** start Records for processing **

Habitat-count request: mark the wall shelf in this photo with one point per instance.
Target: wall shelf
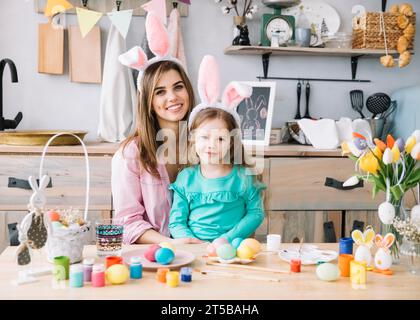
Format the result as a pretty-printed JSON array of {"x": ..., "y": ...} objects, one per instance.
[{"x": 266, "y": 52}]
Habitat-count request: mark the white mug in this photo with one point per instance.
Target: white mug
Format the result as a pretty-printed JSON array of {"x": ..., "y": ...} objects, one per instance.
[{"x": 273, "y": 242}]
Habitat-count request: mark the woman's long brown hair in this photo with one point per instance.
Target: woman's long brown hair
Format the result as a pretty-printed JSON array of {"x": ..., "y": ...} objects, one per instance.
[{"x": 147, "y": 124}]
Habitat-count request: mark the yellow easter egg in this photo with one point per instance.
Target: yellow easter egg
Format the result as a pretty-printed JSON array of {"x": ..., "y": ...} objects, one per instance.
[
  {"x": 167, "y": 245},
  {"x": 253, "y": 244},
  {"x": 117, "y": 274},
  {"x": 244, "y": 252}
]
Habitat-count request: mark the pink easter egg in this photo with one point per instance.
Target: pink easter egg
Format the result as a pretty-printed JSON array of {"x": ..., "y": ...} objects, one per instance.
[{"x": 149, "y": 254}]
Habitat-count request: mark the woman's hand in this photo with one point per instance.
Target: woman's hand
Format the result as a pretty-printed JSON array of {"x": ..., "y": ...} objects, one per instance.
[{"x": 187, "y": 241}]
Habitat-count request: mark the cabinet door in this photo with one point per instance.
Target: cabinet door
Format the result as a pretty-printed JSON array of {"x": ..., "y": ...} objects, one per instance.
[
  {"x": 298, "y": 184},
  {"x": 68, "y": 175}
]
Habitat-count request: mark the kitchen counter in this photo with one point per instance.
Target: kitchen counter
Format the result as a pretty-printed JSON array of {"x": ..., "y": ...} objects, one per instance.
[
  {"x": 99, "y": 148},
  {"x": 304, "y": 285}
]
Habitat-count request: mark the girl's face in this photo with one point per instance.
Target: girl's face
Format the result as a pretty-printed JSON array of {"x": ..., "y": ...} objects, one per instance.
[
  {"x": 170, "y": 98},
  {"x": 212, "y": 142}
]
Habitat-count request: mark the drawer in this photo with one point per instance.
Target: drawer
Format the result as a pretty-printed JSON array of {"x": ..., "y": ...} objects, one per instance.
[
  {"x": 298, "y": 184},
  {"x": 68, "y": 176}
]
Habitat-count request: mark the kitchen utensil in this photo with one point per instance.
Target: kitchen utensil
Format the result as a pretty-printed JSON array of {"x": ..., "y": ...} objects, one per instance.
[
  {"x": 357, "y": 102},
  {"x": 378, "y": 103},
  {"x": 50, "y": 48},
  {"x": 307, "y": 93},
  {"x": 85, "y": 55},
  {"x": 299, "y": 91}
]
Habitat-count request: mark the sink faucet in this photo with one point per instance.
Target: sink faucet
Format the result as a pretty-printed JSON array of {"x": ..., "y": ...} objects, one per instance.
[{"x": 5, "y": 123}]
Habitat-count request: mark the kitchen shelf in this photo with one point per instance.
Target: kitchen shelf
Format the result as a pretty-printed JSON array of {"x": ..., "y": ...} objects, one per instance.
[{"x": 266, "y": 52}]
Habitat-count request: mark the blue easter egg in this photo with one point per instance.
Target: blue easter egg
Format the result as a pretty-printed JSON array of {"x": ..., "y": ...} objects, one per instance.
[
  {"x": 236, "y": 242},
  {"x": 164, "y": 256}
]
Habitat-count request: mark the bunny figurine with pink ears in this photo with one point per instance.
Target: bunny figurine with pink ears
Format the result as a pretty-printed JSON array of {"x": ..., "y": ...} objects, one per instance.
[
  {"x": 159, "y": 44},
  {"x": 383, "y": 259}
]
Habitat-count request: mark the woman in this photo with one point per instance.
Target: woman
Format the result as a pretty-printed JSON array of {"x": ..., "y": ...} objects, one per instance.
[{"x": 140, "y": 178}]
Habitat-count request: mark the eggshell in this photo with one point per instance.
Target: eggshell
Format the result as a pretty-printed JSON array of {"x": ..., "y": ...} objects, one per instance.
[
  {"x": 237, "y": 242},
  {"x": 253, "y": 244},
  {"x": 244, "y": 252},
  {"x": 117, "y": 274},
  {"x": 164, "y": 256},
  {"x": 327, "y": 272},
  {"x": 149, "y": 254},
  {"x": 219, "y": 241},
  {"x": 226, "y": 251}
]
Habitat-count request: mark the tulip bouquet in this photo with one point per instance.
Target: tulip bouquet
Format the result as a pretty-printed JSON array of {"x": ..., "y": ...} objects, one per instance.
[{"x": 392, "y": 167}]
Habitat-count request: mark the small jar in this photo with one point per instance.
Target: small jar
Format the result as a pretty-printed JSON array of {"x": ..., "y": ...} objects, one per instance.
[
  {"x": 76, "y": 276},
  {"x": 87, "y": 269},
  {"x": 98, "y": 275},
  {"x": 136, "y": 268}
]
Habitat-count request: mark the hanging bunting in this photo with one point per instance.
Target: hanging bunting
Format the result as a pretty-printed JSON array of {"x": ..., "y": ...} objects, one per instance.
[
  {"x": 56, "y": 6},
  {"x": 87, "y": 20},
  {"x": 121, "y": 20},
  {"x": 158, "y": 7}
]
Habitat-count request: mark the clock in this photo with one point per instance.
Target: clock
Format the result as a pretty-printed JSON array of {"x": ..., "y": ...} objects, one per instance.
[{"x": 283, "y": 25}]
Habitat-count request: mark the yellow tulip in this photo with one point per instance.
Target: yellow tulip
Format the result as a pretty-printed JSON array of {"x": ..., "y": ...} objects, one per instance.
[
  {"x": 395, "y": 153},
  {"x": 369, "y": 163},
  {"x": 409, "y": 145}
]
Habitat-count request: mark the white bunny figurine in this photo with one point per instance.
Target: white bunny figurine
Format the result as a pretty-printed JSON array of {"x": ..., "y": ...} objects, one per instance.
[
  {"x": 364, "y": 241},
  {"x": 383, "y": 259}
]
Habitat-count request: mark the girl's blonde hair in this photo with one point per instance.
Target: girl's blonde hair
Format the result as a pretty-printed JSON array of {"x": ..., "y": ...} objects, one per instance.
[{"x": 147, "y": 123}]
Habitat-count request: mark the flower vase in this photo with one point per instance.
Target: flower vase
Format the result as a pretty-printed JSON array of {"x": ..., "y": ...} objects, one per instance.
[{"x": 240, "y": 32}]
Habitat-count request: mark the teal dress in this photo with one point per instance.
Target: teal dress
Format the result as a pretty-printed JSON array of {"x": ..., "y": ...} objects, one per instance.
[{"x": 210, "y": 208}]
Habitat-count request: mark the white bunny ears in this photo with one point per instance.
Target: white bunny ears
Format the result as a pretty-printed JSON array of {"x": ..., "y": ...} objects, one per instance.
[
  {"x": 209, "y": 91},
  {"x": 159, "y": 44}
]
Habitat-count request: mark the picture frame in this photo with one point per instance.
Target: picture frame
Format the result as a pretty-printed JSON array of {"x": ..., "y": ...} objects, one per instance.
[{"x": 256, "y": 113}]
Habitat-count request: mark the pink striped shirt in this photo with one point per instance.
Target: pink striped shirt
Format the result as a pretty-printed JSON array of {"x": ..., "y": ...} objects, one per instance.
[{"x": 142, "y": 200}]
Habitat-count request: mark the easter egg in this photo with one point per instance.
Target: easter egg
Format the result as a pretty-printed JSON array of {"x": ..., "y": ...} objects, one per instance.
[
  {"x": 226, "y": 251},
  {"x": 327, "y": 272},
  {"x": 219, "y": 241},
  {"x": 237, "y": 242},
  {"x": 117, "y": 274},
  {"x": 149, "y": 254},
  {"x": 54, "y": 216},
  {"x": 253, "y": 244},
  {"x": 167, "y": 245},
  {"x": 211, "y": 250},
  {"x": 244, "y": 252},
  {"x": 164, "y": 256},
  {"x": 386, "y": 212}
]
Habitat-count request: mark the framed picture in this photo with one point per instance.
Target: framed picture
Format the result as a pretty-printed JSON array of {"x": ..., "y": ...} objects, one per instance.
[{"x": 256, "y": 113}]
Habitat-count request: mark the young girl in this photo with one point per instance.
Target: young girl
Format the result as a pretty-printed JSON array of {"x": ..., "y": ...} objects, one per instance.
[{"x": 218, "y": 197}]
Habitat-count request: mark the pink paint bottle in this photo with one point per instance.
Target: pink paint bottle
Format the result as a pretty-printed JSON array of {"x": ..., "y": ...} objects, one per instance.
[{"x": 98, "y": 275}]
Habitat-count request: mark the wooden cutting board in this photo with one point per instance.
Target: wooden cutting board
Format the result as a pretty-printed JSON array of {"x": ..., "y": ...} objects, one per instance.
[
  {"x": 50, "y": 48},
  {"x": 85, "y": 55}
]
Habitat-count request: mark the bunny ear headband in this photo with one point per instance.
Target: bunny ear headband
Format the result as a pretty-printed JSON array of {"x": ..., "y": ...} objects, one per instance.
[
  {"x": 209, "y": 91},
  {"x": 158, "y": 39}
]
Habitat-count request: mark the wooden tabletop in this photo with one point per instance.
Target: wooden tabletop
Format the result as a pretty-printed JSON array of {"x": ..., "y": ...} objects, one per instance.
[{"x": 304, "y": 285}]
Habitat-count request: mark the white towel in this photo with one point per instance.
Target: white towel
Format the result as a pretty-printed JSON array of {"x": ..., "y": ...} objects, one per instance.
[{"x": 119, "y": 95}]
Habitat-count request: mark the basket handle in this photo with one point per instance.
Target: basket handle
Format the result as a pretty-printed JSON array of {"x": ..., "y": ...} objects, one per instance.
[{"x": 86, "y": 161}]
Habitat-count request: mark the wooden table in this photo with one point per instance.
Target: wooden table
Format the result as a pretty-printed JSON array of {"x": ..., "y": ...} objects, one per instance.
[{"x": 304, "y": 285}]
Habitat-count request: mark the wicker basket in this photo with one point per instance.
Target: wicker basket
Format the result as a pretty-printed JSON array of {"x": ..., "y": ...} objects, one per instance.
[{"x": 370, "y": 36}]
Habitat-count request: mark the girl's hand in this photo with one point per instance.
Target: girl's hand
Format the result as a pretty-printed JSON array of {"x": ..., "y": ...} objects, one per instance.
[{"x": 187, "y": 241}]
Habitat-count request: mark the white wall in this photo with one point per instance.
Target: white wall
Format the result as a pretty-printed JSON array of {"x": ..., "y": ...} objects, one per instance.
[{"x": 53, "y": 102}]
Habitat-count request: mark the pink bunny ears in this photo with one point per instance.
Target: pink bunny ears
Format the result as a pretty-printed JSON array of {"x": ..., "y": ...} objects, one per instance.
[
  {"x": 209, "y": 91},
  {"x": 159, "y": 44}
]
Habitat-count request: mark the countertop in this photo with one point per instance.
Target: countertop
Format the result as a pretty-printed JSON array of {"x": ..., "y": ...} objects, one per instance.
[{"x": 303, "y": 285}]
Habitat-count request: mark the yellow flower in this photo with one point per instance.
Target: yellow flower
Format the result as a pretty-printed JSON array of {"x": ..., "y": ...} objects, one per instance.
[
  {"x": 411, "y": 142},
  {"x": 369, "y": 163}
]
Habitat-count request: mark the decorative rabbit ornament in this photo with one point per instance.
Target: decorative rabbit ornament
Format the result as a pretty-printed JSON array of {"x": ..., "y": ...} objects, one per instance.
[
  {"x": 383, "y": 259},
  {"x": 386, "y": 210},
  {"x": 32, "y": 230},
  {"x": 364, "y": 241},
  {"x": 209, "y": 91},
  {"x": 159, "y": 44}
]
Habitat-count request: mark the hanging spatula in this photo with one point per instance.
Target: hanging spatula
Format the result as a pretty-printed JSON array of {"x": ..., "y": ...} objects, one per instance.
[{"x": 356, "y": 98}]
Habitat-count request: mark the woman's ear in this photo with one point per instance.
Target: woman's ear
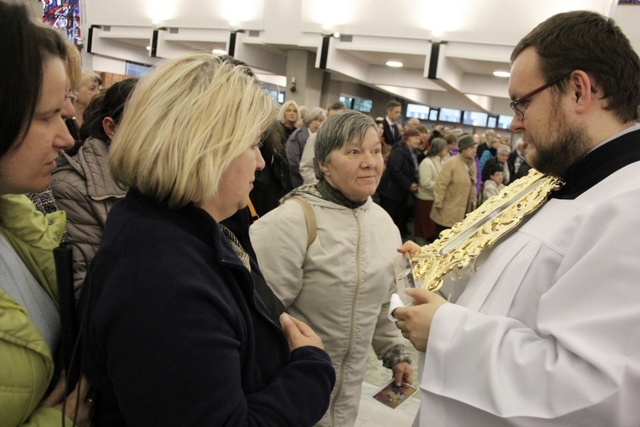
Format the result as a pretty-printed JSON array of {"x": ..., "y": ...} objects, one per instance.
[{"x": 109, "y": 127}]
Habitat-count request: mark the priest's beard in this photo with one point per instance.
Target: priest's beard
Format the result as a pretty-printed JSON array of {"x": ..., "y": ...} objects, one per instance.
[{"x": 562, "y": 146}]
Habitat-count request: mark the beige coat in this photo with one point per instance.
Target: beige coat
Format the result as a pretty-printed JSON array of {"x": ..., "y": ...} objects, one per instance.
[
  {"x": 84, "y": 188},
  {"x": 428, "y": 172},
  {"x": 455, "y": 191},
  {"x": 340, "y": 285}
]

** end Records for processing **

[Exercise details]
Update the stretch of data from the line containing "Habitat-count request: mark the woman's ear" through the end of the data, replacing "beige coat" with "tan coat" and keeping everything else unchanged. Leave the pictures out of your answer.

[Response]
Habitat-count request: mark the woman's ear in this photo with one point per instance.
Target: woman's ear
Format the result as a pretty-printed JSON array of {"x": ..., "y": ...} objects, one per instance.
[{"x": 109, "y": 127}]
Habitat-count request: mark the priest's beard in this photo with one point per instance.
Target: priest's beard
Format the result as a pretty-printed JSON array of {"x": ..., "y": ...} objects, one per instance.
[{"x": 562, "y": 146}]
Habitat-count request: mark the tan coat in this photo with one point per instance.
Target: tan coat
Format the result as a pretty-printed JSON array of {"x": ..., "y": ...} objects, one per instance.
[
  {"x": 84, "y": 188},
  {"x": 428, "y": 172},
  {"x": 455, "y": 191},
  {"x": 340, "y": 285}
]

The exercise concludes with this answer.